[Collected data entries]
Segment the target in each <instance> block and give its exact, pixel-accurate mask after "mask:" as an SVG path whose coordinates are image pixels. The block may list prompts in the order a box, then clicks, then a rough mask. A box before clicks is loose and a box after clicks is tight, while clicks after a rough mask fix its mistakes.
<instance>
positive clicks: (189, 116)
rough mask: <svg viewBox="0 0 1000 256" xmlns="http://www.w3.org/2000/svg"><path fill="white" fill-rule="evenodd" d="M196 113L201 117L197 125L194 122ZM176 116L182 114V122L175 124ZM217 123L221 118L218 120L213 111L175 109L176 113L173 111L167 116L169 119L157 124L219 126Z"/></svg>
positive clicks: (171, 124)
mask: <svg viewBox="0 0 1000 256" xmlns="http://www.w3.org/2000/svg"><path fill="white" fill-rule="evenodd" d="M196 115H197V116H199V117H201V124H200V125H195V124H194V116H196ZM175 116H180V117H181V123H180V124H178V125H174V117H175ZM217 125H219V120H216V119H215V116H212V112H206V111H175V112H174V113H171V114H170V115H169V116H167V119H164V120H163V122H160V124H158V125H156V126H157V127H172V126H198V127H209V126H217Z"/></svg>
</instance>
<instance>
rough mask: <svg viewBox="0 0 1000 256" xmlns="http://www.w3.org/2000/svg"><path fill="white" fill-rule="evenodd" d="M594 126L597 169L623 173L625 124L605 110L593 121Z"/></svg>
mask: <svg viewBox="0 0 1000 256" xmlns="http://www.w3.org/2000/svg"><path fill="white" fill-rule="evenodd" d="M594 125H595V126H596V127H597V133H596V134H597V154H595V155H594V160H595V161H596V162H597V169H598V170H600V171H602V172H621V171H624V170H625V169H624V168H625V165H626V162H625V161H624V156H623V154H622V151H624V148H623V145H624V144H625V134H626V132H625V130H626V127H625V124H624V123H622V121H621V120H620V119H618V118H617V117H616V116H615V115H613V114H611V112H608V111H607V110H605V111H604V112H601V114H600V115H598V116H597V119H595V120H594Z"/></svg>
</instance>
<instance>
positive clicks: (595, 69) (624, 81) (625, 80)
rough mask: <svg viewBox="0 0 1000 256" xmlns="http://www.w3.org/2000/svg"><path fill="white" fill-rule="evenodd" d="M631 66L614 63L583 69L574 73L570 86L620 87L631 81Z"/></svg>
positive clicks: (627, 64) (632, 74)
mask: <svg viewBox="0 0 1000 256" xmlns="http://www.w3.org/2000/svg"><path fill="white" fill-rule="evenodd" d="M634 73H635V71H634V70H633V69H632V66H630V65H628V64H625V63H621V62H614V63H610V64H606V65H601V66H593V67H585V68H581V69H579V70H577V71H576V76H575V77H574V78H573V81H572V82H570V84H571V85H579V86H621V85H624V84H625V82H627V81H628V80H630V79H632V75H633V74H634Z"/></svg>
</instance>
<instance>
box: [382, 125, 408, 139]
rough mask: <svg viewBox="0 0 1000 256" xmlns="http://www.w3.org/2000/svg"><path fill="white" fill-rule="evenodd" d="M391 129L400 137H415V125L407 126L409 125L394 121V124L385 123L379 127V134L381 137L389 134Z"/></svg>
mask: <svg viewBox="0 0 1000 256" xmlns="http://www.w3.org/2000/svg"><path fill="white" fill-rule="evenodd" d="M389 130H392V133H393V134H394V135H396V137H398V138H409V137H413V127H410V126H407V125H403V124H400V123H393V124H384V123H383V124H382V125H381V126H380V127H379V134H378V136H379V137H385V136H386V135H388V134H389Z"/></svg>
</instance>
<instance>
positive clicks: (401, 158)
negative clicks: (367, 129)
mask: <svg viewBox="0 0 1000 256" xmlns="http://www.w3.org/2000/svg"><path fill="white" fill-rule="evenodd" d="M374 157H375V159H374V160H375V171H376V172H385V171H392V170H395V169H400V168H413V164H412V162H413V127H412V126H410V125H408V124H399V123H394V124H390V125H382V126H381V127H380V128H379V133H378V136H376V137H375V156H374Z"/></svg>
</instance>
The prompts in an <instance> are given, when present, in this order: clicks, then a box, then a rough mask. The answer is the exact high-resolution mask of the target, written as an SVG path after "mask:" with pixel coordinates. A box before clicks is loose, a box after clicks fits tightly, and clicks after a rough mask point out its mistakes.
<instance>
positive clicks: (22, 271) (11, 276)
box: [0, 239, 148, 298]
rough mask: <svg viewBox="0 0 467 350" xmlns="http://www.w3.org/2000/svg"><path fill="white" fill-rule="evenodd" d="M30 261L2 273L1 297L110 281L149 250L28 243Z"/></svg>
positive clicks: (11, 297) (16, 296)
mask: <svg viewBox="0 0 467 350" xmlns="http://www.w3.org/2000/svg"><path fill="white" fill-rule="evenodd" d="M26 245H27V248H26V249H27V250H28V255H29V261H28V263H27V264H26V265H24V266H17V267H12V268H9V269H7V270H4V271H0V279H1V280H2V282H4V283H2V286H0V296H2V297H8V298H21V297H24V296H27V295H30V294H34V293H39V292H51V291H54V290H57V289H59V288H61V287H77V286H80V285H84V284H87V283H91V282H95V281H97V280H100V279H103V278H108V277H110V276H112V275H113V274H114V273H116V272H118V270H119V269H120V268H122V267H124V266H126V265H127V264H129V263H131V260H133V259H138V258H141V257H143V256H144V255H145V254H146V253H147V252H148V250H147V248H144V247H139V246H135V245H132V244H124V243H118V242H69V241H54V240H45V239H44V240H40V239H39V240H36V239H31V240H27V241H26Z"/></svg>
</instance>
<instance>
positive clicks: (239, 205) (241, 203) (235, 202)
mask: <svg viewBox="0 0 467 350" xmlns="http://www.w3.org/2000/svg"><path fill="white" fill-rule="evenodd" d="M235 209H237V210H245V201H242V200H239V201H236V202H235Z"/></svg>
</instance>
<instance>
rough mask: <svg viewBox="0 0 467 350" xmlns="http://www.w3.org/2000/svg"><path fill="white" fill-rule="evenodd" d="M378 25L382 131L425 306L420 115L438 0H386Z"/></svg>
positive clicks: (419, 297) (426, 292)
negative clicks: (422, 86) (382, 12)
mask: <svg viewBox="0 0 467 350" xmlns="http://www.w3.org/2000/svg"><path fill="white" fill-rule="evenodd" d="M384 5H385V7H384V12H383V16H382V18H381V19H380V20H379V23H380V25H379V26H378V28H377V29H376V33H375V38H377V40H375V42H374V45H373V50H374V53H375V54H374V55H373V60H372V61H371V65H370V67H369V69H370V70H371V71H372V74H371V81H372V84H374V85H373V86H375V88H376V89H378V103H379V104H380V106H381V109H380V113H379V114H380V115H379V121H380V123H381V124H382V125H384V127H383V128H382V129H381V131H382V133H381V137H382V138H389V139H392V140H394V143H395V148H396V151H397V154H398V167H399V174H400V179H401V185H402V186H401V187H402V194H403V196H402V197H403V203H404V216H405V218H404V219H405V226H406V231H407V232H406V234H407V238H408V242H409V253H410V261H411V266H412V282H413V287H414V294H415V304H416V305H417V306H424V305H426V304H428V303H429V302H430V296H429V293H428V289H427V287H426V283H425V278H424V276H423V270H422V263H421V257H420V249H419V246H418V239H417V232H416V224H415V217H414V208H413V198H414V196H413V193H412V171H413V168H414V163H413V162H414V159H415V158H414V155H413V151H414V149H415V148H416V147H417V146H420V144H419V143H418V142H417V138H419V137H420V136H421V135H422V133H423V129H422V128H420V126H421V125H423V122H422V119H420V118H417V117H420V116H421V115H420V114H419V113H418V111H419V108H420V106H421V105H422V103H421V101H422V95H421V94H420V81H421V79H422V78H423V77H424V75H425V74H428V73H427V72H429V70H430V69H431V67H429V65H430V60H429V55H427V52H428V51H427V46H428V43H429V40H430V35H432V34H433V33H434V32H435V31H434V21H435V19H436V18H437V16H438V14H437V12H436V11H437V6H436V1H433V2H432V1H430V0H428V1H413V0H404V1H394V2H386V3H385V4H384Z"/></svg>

**Exercise aim**.
Output only an exact transcription of the lines above from the one with "positive clicks: (171, 124)" up to and including the one with "66L614 63L583 69L574".

**Task solution**.
positive clicks: (171, 124)
mask: <svg viewBox="0 0 1000 256" xmlns="http://www.w3.org/2000/svg"><path fill="white" fill-rule="evenodd" d="M196 115H197V116H199V117H201V124H200V125H195V124H194V116H196ZM175 116H180V117H181V123H180V124H178V125H174V117H175ZM217 125H219V120H216V119H215V116H212V112H206V111H175V112H174V113H171V114H170V115H169V116H167V119H164V120H163V122H160V124H158V125H156V126H157V127H172V126H198V127H209V126H217Z"/></svg>
</instance>
<instance>
rough mask: <svg viewBox="0 0 1000 256" xmlns="http://www.w3.org/2000/svg"><path fill="white" fill-rule="evenodd" d="M594 126L597 169L623 173L625 124L605 110L593 121Z"/></svg>
mask: <svg viewBox="0 0 1000 256" xmlns="http://www.w3.org/2000/svg"><path fill="white" fill-rule="evenodd" d="M594 125H595V126H596V127H597V133H596V134H597V154H595V155H594V160H595V161H596V162H597V169H598V170H600V171H602V172H621V171H624V170H625V169H624V168H625V165H626V162H625V161H624V156H623V154H622V151H624V148H623V145H624V144H625V134H626V132H625V130H626V127H625V124H624V123H622V121H621V120H620V119H618V118H617V117H616V116H615V115H613V114H611V112H608V111H607V110H605V111H604V112H601V114H600V115H598V116H597V119H595V120H594Z"/></svg>
</instance>
<instance>
positive clicks: (595, 69) (624, 81) (625, 80)
rough mask: <svg viewBox="0 0 1000 256" xmlns="http://www.w3.org/2000/svg"><path fill="white" fill-rule="evenodd" d="M631 66L614 63L583 69L574 73L570 86L620 87L631 81Z"/></svg>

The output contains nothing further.